> Exercise requirements
Give back exactly the lines running from the line with "Annotate the arched" to the end of the entries, and only those lines.

> Raw data
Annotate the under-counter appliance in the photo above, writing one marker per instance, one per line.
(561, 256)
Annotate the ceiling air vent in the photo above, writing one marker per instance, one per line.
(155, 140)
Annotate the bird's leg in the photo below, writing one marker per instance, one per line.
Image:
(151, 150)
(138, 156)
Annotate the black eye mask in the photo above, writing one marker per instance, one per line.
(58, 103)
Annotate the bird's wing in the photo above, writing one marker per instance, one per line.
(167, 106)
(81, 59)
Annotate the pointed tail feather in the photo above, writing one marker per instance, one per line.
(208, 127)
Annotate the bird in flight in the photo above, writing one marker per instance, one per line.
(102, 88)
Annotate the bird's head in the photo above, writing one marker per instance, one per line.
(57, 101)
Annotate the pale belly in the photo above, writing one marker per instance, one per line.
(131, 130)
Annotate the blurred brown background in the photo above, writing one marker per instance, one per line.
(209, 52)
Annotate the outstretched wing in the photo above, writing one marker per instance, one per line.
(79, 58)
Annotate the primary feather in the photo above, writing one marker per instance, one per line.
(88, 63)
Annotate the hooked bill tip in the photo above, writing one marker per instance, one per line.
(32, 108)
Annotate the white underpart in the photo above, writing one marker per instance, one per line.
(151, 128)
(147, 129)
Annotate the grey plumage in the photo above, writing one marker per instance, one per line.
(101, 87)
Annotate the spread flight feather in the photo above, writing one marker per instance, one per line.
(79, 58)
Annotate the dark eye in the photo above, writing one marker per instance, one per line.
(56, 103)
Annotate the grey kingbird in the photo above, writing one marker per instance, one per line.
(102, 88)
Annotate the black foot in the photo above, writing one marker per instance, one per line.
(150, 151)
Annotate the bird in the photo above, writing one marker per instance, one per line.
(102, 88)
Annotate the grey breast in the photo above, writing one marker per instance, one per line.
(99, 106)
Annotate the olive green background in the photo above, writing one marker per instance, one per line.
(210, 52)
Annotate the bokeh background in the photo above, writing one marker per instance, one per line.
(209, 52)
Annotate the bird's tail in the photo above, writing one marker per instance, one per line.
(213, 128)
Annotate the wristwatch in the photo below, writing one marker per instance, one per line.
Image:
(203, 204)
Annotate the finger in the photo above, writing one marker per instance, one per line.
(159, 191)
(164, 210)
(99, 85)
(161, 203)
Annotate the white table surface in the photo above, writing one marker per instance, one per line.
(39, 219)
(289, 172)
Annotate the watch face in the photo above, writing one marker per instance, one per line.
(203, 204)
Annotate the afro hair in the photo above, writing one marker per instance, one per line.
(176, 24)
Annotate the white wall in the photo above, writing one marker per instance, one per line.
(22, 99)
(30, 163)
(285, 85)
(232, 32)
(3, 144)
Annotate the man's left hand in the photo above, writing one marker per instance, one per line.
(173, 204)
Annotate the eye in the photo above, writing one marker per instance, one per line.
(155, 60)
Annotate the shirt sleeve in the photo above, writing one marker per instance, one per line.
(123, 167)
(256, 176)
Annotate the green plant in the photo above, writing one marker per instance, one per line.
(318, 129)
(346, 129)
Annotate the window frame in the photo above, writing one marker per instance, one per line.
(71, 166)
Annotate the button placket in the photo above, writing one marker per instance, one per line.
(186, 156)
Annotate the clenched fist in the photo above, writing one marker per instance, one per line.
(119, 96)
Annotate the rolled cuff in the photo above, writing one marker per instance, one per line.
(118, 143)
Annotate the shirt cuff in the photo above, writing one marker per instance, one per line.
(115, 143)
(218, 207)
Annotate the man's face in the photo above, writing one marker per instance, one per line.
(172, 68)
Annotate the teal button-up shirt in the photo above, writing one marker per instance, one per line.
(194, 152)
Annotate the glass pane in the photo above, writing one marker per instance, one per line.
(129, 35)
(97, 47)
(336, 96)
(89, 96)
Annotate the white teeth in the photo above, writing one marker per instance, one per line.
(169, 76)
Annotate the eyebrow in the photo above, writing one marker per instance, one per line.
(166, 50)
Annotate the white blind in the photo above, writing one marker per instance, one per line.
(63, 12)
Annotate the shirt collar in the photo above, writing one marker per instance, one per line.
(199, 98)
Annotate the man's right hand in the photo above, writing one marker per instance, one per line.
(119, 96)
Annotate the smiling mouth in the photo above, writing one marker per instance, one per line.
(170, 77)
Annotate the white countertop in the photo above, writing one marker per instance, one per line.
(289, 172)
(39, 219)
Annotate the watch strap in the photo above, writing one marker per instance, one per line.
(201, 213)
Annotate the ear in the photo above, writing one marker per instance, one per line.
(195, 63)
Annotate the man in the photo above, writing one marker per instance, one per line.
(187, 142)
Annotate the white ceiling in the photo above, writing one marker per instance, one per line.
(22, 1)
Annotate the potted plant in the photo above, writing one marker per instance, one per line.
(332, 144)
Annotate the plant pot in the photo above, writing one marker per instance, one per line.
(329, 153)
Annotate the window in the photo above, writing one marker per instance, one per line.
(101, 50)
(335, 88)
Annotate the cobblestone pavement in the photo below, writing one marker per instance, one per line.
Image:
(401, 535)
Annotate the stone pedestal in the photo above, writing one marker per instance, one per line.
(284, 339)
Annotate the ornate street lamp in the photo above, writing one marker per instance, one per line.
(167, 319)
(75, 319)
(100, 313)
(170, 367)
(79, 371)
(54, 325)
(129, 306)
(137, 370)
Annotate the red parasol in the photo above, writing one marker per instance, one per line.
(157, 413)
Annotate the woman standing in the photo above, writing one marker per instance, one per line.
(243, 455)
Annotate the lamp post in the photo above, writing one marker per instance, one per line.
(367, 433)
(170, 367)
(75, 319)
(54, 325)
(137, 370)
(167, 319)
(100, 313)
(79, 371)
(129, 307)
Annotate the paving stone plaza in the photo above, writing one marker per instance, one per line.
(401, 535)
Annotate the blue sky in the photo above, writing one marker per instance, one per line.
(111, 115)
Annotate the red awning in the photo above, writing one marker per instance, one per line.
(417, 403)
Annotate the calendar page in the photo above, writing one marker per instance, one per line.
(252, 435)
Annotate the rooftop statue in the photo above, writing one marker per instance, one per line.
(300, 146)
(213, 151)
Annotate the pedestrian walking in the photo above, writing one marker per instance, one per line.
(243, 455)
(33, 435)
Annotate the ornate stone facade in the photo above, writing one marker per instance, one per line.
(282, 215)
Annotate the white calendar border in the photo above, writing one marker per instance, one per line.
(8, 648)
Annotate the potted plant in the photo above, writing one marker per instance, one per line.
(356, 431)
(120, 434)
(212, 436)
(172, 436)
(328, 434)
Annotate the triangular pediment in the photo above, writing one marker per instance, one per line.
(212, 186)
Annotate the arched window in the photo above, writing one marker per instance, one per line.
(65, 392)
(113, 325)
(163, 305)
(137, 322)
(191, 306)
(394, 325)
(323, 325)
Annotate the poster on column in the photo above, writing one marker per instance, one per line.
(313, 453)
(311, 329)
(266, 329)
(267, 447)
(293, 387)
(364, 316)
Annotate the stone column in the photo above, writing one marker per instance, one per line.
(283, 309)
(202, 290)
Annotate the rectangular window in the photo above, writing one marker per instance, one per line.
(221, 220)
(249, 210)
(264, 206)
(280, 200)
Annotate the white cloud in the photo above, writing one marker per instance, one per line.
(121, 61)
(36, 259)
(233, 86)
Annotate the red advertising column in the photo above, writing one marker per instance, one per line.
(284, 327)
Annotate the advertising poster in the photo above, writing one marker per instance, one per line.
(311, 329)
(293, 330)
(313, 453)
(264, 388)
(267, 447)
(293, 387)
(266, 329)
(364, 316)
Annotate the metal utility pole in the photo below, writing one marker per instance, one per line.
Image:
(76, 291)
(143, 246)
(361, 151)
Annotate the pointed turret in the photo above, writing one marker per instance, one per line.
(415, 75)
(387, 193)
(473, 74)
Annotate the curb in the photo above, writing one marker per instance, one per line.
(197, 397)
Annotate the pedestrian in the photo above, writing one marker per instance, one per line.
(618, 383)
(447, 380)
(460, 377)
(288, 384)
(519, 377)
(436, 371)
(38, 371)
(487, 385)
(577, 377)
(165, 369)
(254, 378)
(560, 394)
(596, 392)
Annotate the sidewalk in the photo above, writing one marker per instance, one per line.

> Response to the exercise
Annotate the arched window in the photo above, writing one marker per instance, one per line.
(65, 392)
(113, 325)
(163, 305)
(137, 322)
(191, 306)
(394, 325)
(323, 325)
Annotate the poster on column in the photo above, writing one marker per instance, one per line.
(313, 453)
(311, 329)
(266, 329)
(267, 447)
(293, 387)
(364, 316)
Annotate the stone column in the photo above, writing one marker per instance, one per line.
(283, 309)
(202, 290)
Annotate the rectangular window in the photo above, writing one marker per instance, one per line.
(221, 220)
(249, 210)
(264, 206)
(280, 200)
Annotate the white cloud in the photo above, writing one marker per instance, one per line.
(121, 61)
(36, 259)
(233, 86)
Annotate the red advertising column in the photo above, writing one marker per instance, one per line.
(284, 327)
Annotate the advertising poster in the photo above, writing one marker per instance, one per line.
(311, 329)
(293, 330)
(313, 453)
(264, 388)
(267, 447)
(293, 387)
(266, 329)
(364, 316)
Annotate the metal utility pole in the photo below, writing one marker per instance, one per line.
Image:
(76, 291)
(143, 246)
(361, 151)
Annotate the pointed turret in the photo above, writing one marker per instance, one per line.
(415, 75)
(387, 193)
(473, 74)
Annotate the curb in the photo above, writing one marker per instance, one per line.
(197, 397)
Annotate the pedestrian in the photo above, writing one marker per instance, one per line.
(618, 383)
(447, 380)
(460, 377)
(288, 384)
(519, 377)
(436, 371)
(38, 371)
(487, 385)
(577, 377)
(165, 369)
(254, 378)
(560, 394)
(596, 392)
Annotate the sidewalk in the photo above, writing one marker per instance, one per line.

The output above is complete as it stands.